STUDY TEXT:
- Opening Delimiter -

GBP/EUR Exchange Rate Underpinned by Cautious Brexit Optimism
The GBP/EUR exchange rate has traded in a wide range over the past week, in response to mixed Brexit headlines.
Pound Rocked by Brexit Developments
The Pound got off to a poor start this week, with the currency retreating amidst fears over a lack of progress in Brexit trade talks, which dashed hopes that a UK-EU trade agreement could be in place in time for this week’s EU summit.
However, the tone around Brexit quickly shifted, following reports that the UK’s chief negotiator, David Frost had told Boris Johnson that a deal could be ready ‘early next week’.
Alongside some upbeat UK inflation figures, this prompted some cautious optimism amongst investors and propelled the GBP/EUR exchange rate above €1.12 in mid-week trade.
But Sterling struggled to stabilise at its best levels, retreating through the second half of the week as renewed Brexit pessimism offset some surprisingly robust UK retail sales figures.
The Euro, meanwhile, opened the week on some strong footing, being bolstered in upbeat trade on Monday as US biotech firm Moderna announced that its Covid-19 vaccine candidate has been 94.5% effective in phase 3 trials.
However, these gains proved short lived, with the euphoria around the vaccine quickly evaporating amidst concern over some alarming coronavirus statistics coming from Europe.
The Euro also struggled to capitalise on the Pound’s weakness through the second half of the week, after European Central Bank (ECB) President Christine Lagarde warned about the economic damage being wrought by the Eurozone’s second wave of coronavirus infections.
Could a Brexit Deal Actually be Reached Next Week?
Looking ahead, it’s safe to assume that Brexit will remain top of the agenda for GBP investors next week, as they wait to see if there is any truth over recent claims that a UK-EU trade deal could be agreed.
Should a deal be signed then we can expect to see the Pound to Euro exchange rate rocket higher next week, while the failure to reach an agreement is likely to cast Sterling lower.
Otherwise, the focus next week looks to be on the latest PMIs,
November’s preliminary figures from both the UK and Eurozone are expected to report a contraction in private sector activity in response to new lockdown measures.
As a result, both the Pound and Euro are likely to struggle at the start of the week, as the slump in activity will fuel fears of a double-dip recession this winter.

- Closing Delimiter -

REQUIREMENT 1: Which people does the GBP/EUR exchange rate article above mention by name? List every one.
REQUIREMENT 2:
Do these statements agree with the GBP/EUR exchange rate article above? For each, answer yes or no and quote the deciding words.
(a) Moderna's Covid-19 vaccine candidate was reported as 94.5% effective in phase 3 trials.
(b) The GBP/EUR exchange rate rose above €1.12 at the start of the week.
(c) The UK retail sales figures were weak.
REQUIREMENT 3: Reproduce the stretch of the GBP/EUR exchange rate article from "Pound Rocked by" through "ready ‘early next week’.".

EXERCISE DATA:
- Opening Delimiter -

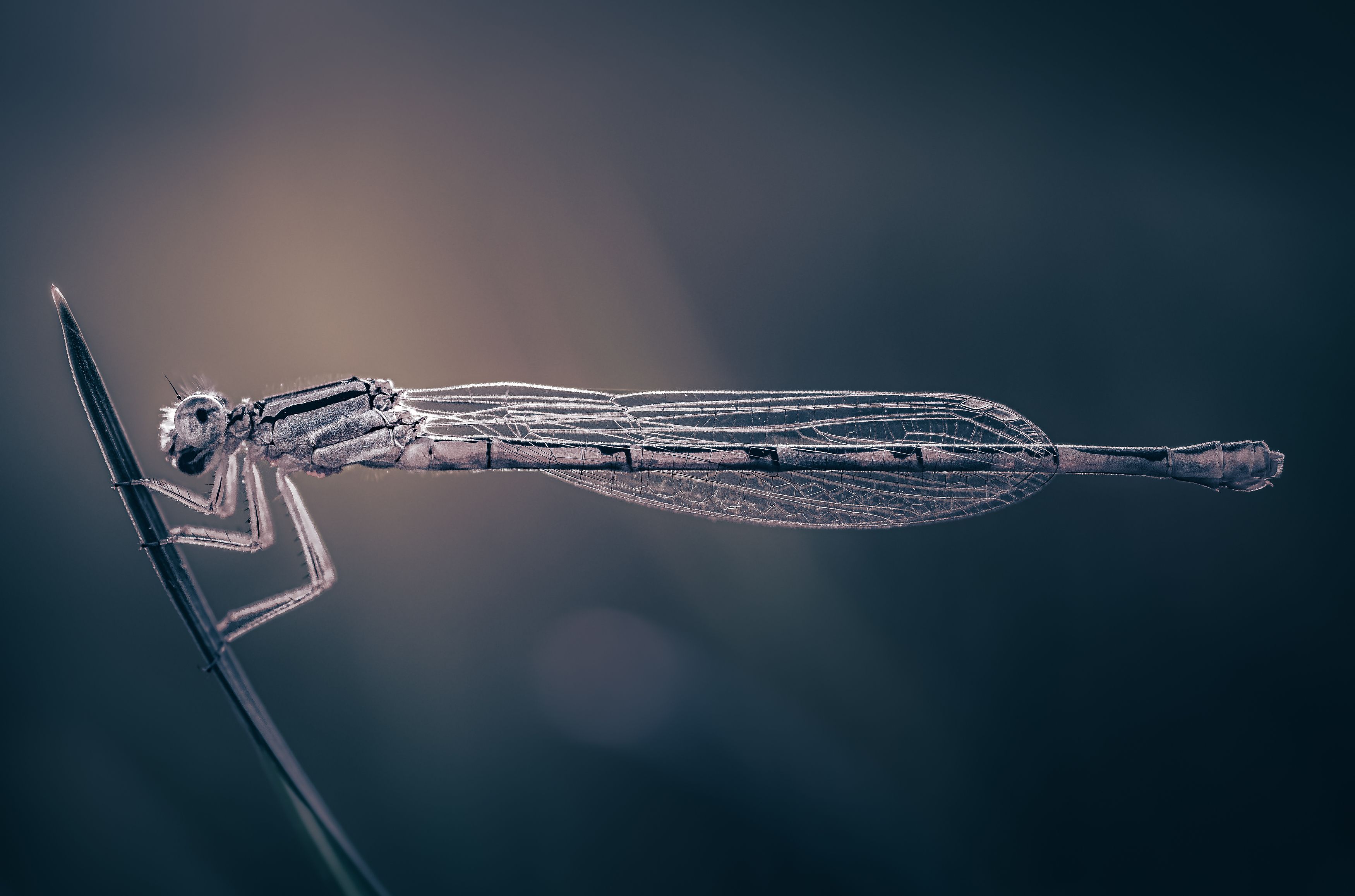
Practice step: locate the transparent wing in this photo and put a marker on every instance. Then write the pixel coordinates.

- Closing Delimiter -

WORKED SOLUTION 1: David Frost, Boris Johnson, Christine Lagarde

WORKED SOLUTION 2:
(a) Yes: "its Covid-19 vaccine candidate has been 94.5% effective in phase 3 trials"
(b) No: "propelled the GBP/EUR exchange rate above €1.12 in mid-week trade"
(c) No: "some surprisingly robust UK retail sales figures"

WORKED SOLUTION 3:
Pound Rocked by Brexit Developments
The Pound got off to a poor start this week, with the currency retreating amidst fears over a lack of progress in Brexit trade talks, which dashed hopes that a UK-EU trade agreement could be in place in time for this week’s EU summit.
However, the tone around Brexit quickly shifted, following reports that the UK’s chief negotiator, David Frost had told Boris Johnson that a deal could be ready ‘early next week’.